(WORK REQUIRED)
Rewrite the listing below as a Markdown table with the columns "No." and "Entry", giving each non-blank line its own numbered row.
-- start of LISTING --
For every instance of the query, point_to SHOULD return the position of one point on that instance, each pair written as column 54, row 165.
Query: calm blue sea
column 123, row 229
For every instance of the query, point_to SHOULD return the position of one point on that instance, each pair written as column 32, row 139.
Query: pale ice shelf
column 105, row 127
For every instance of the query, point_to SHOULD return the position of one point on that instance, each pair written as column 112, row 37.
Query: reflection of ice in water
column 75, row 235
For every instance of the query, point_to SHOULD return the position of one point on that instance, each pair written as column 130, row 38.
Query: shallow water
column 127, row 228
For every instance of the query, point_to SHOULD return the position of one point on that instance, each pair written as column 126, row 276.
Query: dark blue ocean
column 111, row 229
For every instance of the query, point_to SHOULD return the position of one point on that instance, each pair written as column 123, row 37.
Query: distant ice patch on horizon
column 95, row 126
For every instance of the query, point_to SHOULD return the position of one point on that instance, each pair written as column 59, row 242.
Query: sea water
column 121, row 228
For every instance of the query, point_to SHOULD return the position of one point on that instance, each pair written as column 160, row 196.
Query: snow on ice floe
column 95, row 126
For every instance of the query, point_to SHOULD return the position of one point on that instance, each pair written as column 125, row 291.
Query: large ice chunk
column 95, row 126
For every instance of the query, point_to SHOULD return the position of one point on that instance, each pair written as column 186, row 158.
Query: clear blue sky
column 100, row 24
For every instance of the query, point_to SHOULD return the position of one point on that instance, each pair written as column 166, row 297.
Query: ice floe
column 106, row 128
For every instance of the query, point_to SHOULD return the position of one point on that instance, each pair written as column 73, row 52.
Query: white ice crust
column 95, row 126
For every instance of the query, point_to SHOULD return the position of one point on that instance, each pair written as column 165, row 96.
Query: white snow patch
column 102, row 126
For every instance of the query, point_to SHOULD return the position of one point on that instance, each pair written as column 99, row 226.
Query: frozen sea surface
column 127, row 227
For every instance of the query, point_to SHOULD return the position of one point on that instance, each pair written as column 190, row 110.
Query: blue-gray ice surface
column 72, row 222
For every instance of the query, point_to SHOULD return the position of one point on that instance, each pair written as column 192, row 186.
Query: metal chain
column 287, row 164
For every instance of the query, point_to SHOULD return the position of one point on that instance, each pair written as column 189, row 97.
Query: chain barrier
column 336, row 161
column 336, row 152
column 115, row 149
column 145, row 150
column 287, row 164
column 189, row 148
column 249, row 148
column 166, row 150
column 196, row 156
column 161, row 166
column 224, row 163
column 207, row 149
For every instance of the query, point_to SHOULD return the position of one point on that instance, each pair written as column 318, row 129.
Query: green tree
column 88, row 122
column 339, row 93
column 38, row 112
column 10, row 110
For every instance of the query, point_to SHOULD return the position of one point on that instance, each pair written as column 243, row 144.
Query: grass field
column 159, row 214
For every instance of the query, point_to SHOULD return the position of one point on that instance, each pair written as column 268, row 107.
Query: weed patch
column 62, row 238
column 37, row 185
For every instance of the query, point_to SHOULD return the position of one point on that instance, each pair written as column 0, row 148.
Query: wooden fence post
-- end of LISTING --
(THE OUTPUT)
| No. | Entry |
|---|---|
| 1 | For every instance of the query, point_to SHOULD return the position of one point on that instance, each pair written as column 54, row 165. |
| 2 | Query: calm blue sea |
| 3 | column 123, row 229 |
| 4 | For every instance of the query, point_to SHOULD return the position of one point on that instance, each pair written as column 32, row 139. |
| 5 | Query: pale ice shelf |
| 6 | column 105, row 127 |
| 7 | For every instance of the query, point_to SHOULD return the position of one point on that instance, each pair written as column 112, row 37. |
| 8 | Query: reflection of ice in water |
| 9 | column 75, row 235 |
| 10 | For every instance of the query, point_to SHOULD return the position of one point on that instance, each pair written as column 130, row 38. |
| 11 | Query: shallow water |
| 12 | column 127, row 228 |
| 13 | For every instance of the query, point_to SHOULD return the position of one point on that instance, each pair written as column 126, row 276. |
| 14 | Query: dark blue ocean |
| 15 | column 111, row 229 |
| 16 | For every instance of the query, point_to SHOULD return the position of one point on that instance, each pair written as column 123, row 37. |
| 17 | Query: distant ice patch on horizon |
| 18 | column 95, row 126 |
| 19 | For every instance of the query, point_to SHOULD return the position of one point on that instance, each pair written as column 59, row 242. |
| 20 | Query: sea water |
| 21 | column 121, row 228 |
| 22 | For every instance of the query, point_to SHOULD return the position of one point on that instance, each pair written as column 160, row 196. |
| 23 | Query: snow on ice floe |
| 24 | column 95, row 126 |
| 25 | For every instance of the query, point_to SHOULD return the position of one point on that instance, each pair written as column 125, row 291. |
| 26 | Query: large ice chunk |
| 27 | column 95, row 126 |
| 28 | For every instance of the query, point_to SHOULD return the position of one point on that instance, each pair written as column 186, row 158. |
| 29 | Query: clear blue sky |
| 30 | column 100, row 24 |
| 31 | For every instance of the query, point_to SHOULD return the position of one point on that instance, each pair written as column 166, row 297. |
| 32 | Query: ice floe |
| 33 | column 106, row 128 |
| 34 | For every instance of the query, point_to SHOULD return the position of one point on that instance, each pair written as column 73, row 52. |
| 35 | Query: white ice crust |
| 36 | column 95, row 126 |
| 37 | For every instance of the query, point_to SHOULD return the position of one point on that instance, each pair written as column 165, row 96. |
| 38 | Query: white snow patch |
| 39 | column 102, row 126 |
| 40 | For every instance of the query, point_to SHOULD return the position of one point on that instance, each pair written as column 99, row 226. |
| 41 | Query: frozen sea surface |
| 42 | column 127, row 227 |
| 43 | For every instance of the query, point_to SHOULD return the position of one point on that instance, each pair written as column 190, row 110. |
| 44 | Query: blue-gray ice surface |
| 45 | column 72, row 222 |
| 46 | For every instance of the query, point_to SHOULD return the position of one point on that instance, each pair written as column 192, row 186. |
| 47 | Query: metal chain |
| 48 | column 287, row 164 |
| 49 | For every instance of the query, point_to SHOULD return the position of one point on that instance, each pair written as column 189, row 97. |
| 50 | Query: chain barrier |
| 51 | column 336, row 161 |
| 52 | column 336, row 152 |
| 53 | column 115, row 149 |
| 54 | column 145, row 150 |
| 55 | column 287, row 164 |
| 56 | column 189, row 148 |
| 57 | column 249, row 148 |
| 58 | column 166, row 150 |
| 59 | column 196, row 156 |
| 60 | column 161, row 166 |
| 61 | column 224, row 163 |
| 62 | column 207, row 149 |
| 63 | For every instance of the query, point_to SHOULD return the position of one point on that instance, each pair written as column 318, row 129. |
| 64 | Query: green tree |
| 65 | column 88, row 122 |
| 66 | column 339, row 93 |
| 67 | column 38, row 112 |
| 68 | column 10, row 110 |
| 69 | For every instance of the query, point_to SHOULD return the position of one point on that instance, each pair written as column 243, row 144. |
| 70 | Query: grass field |
| 71 | column 159, row 214 |
| 72 | For every instance of the query, point_to SHOULD return the position of one point on that instance, each pair written as column 268, row 107. |
| 73 | Query: weed patch |
| 74 | column 62, row 238 |
| 75 | column 37, row 185 |
| 76 | For every instance of the query, point_to SHOULD return the position of one point on that instance, each pair written as column 0, row 148. |
| 77 | Query: wooden fence post |